**YOUR OBJECTIVE**
Type the records out again in full, exactly.

**RECORDS FOR THIS TASK**
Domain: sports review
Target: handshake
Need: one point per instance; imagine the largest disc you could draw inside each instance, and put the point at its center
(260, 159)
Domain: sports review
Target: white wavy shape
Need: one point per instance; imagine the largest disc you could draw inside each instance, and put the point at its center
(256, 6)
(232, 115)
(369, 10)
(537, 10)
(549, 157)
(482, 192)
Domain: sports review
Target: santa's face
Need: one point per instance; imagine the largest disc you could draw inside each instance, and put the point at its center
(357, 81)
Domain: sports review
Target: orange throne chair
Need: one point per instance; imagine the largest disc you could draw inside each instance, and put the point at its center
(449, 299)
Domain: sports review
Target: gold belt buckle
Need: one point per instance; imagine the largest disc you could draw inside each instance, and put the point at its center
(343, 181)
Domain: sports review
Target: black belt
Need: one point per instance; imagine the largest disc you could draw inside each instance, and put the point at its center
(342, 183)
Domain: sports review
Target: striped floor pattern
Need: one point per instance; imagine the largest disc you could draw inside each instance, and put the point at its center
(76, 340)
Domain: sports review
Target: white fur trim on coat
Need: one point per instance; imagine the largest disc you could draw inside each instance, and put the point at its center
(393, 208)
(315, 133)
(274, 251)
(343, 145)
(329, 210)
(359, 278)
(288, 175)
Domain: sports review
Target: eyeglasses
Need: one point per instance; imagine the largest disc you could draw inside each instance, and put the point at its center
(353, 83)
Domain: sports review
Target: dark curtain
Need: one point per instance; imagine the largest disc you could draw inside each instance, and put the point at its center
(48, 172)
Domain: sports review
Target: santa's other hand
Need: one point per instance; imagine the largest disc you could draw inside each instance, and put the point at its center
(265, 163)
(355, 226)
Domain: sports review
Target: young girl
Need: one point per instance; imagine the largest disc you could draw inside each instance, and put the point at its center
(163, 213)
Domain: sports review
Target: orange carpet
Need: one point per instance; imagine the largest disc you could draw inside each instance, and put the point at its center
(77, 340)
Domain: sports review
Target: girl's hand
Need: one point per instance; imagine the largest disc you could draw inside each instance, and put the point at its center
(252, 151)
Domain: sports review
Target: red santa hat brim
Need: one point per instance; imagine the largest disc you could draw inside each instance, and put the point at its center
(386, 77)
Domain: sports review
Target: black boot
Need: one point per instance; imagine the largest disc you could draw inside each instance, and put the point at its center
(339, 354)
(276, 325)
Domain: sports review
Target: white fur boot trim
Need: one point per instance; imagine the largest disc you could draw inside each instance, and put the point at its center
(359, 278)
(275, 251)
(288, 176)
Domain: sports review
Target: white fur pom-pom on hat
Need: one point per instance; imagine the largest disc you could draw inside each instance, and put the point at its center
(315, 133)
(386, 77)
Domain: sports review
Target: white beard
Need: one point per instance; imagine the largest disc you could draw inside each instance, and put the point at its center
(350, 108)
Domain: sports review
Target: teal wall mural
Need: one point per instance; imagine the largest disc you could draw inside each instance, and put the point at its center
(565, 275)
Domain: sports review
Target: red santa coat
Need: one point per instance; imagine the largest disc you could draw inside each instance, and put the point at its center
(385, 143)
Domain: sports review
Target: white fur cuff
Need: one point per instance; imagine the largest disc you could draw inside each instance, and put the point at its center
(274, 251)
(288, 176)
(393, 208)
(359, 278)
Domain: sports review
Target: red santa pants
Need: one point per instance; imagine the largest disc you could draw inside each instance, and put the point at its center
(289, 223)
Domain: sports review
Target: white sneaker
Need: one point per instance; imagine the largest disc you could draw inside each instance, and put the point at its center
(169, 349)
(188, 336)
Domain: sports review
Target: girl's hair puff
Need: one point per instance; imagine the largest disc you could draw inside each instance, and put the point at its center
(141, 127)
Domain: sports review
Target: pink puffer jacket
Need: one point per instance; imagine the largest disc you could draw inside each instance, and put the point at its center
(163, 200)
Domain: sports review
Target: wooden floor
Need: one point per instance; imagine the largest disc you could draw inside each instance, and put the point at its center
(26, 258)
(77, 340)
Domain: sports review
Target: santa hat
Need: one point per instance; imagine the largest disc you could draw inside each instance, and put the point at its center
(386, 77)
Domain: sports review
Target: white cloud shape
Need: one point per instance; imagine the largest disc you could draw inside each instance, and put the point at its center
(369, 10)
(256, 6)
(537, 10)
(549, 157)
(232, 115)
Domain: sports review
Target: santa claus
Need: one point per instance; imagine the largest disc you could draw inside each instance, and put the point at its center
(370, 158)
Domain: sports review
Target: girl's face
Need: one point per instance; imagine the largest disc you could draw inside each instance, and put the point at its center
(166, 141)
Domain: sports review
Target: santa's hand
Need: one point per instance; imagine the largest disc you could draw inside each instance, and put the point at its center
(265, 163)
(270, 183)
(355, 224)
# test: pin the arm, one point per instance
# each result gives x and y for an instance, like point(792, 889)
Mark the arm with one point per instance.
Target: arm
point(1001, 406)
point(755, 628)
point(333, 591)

**ANSWER BELOW**
Domain: sports review
Target: handshake
Need: one point per instance; imagine the largest disc you could draw inside each instance, and put the point at its center
(260, 159)
Domain: sports review
Target: white wavy shape
Need: one point per instance; imagine the largest disc you could draw inside each instance, and put the point at its center
(256, 6)
(232, 115)
(369, 10)
(537, 10)
(549, 157)
(482, 192)
Domain: sports review
Target: santa's face
Need: one point per instance; imagine the largest disc you could draw inside each instance, and put the point at its center
(357, 81)
Domain: sports review
Target: orange throne chair
Need: one point per instance; imagine the largest disc you could draw inside each instance, and put the point at its center
(449, 299)
Domain: sports review
Target: gold belt buckle
Need: one point per instance; imagine the largest disc you could draw inside each instance, and put the point at its center
(343, 181)
Domain: sports review
Target: black belt
Need: one point per instance; imagine the largest disc you could draw inside each instance, and put the point at its center
(342, 183)
Domain: sports review
Target: striped floor pattern
Need: one point per instance; imagine the largest disc you could draw inside each instance, and put the point at its center
(76, 340)
Domain: sports review
Target: white fur trim on coat
Need: one point per instance; imagine the largest disc you could draw inside each instance, and put the point at its center
(393, 208)
(315, 133)
(274, 251)
(343, 145)
(329, 210)
(359, 278)
(288, 175)
Domain: sports review
Target: eyeglasses
Need: one point per instance; imagine the largest disc you could draw inside each instance, and put the point at its center
(353, 83)
Domain: sports review
Target: dark curtain
Need: one point per instance; imagine the largest disc you could draw inside each instance, and put the point at its center
(48, 172)
Domain: sports review
Target: santa's other hand
Need: one point per instance; imagine the largest disc you could draw inside each instance, and put the point at its center
(265, 163)
(355, 226)
Domain: sports review
Target: young girl
Need: one point per instance; imagine the largest disc you could draw inside each instance, and put the point at its center
(163, 213)
Domain: sports review
Target: orange carpet
Need: one point per instance; imagine the largest disc you could draw inside each instance, and put the point at its center
(77, 340)
Domain: sports review
Target: girl's hand
Need: one point per instance; imagine the largest disc you could draw inside each instance, and put the point at its center
(252, 151)
Domain: sports review
Target: red santa hat brim
Need: one point per instance; imagine the largest disc you could draw inside each instance, and put the point at its center
(386, 77)
Domain: sports review
Target: black boot
Need: one point per instance; imagine the largest disc you could draw inside each instance, and put the point at its center
(339, 354)
(276, 325)
Domain: sports review
Target: white fur boot trim
Need: one point per instance; imagine the largest disc you could draw inside each instance, and put the point at its center
(359, 278)
(275, 251)
(288, 176)
Domain: sports review
Target: white fur pom-pom on hat
Need: one point per instance; imagine the largest disc you could draw inside each instance, and put the point at its center
(315, 133)
(386, 77)
Domain: sports review
Target: white beard
Need: one point per instance; imagine the largest disc you could draw inside each instance, and put the point at its center
(350, 108)
Domain: sports review
Target: teal wall mural
Need: one point per instance; imagine the largest disc you could draw inside each instance, and put the point at its center
(565, 275)
Domain: sports review
Target: red santa coat
Need: one point per instance; imagine the largest disc you could draw inside each instance, and put the point at its center
(385, 143)
Domain: sports review
Target: white fur cuff
Need: one point per instance; imagine the largest disc you could draw inside each instance, and put the point at its center
(274, 251)
(288, 176)
(393, 208)
(359, 278)
Domain: sports review
Target: red santa pants
Need: one point per instance; imagine the largest disc you could draw inside each instance, and put the point at its center
(289, 223)
Domain: sports review
Target: white sneaker
Need: one point per instance; imagine the largest disc you could draw inside each instance, and put the point at its center
(169, 349)
(188, 336)
Domain: sports review
Target: girl's hair puff
Need: one point per instance; imagine the largest disc you could draw inside each instance, and put the point at its center
(141, 127)
Domain: sports review
Target: pink puffer jacket
Need: one point per instance; imagine the largest disc you could draw inside each instance, and put the point at its center
(163, 200)
Domain: sports review
Target: wooden floor
Need: one point per instance; imagine the largest disc you could draw inside each instance, and put the point at its center
(26, 258)
(77, 340)
Domain: sports review
Target: santa hat
Need: one point per instance; imagine the largest disc you could draw inside each instance, and put the point at its center
(386, 77)
Domain: sports review
Target: white cloud shape
Need: one point per instance; imagine the largest disc you could draw inside each instance, and put the point at its center
(369, 10)
(256, 6)
(537, 10)
(549, 157)
(232, 115)
Domain: sports review
Target: santa claus
Need: one point per instance; imagine the largest disc you could draw inside each instance, and put the point at its center
(370, 158)
Domain: sports review
Target: girl's face
Need: one point per instance; imagine the largest disc you could draw inside each instance, and put the point at its center
(166, 141)
Domain: sports review
Target: santa's hand
Need: one point per instance; imagine the largest disc you could draw inside each instance, and put the point at its center
(265, 163)
(270, 183)
(355, 224)
# test: pin the arm, one point per instance
# each result gives x and y for an instance, like point(792, 889)
Mark the arm with one point per instance.
Target: arm
point(1001, 406)
point(755, 628)
point(333, 591)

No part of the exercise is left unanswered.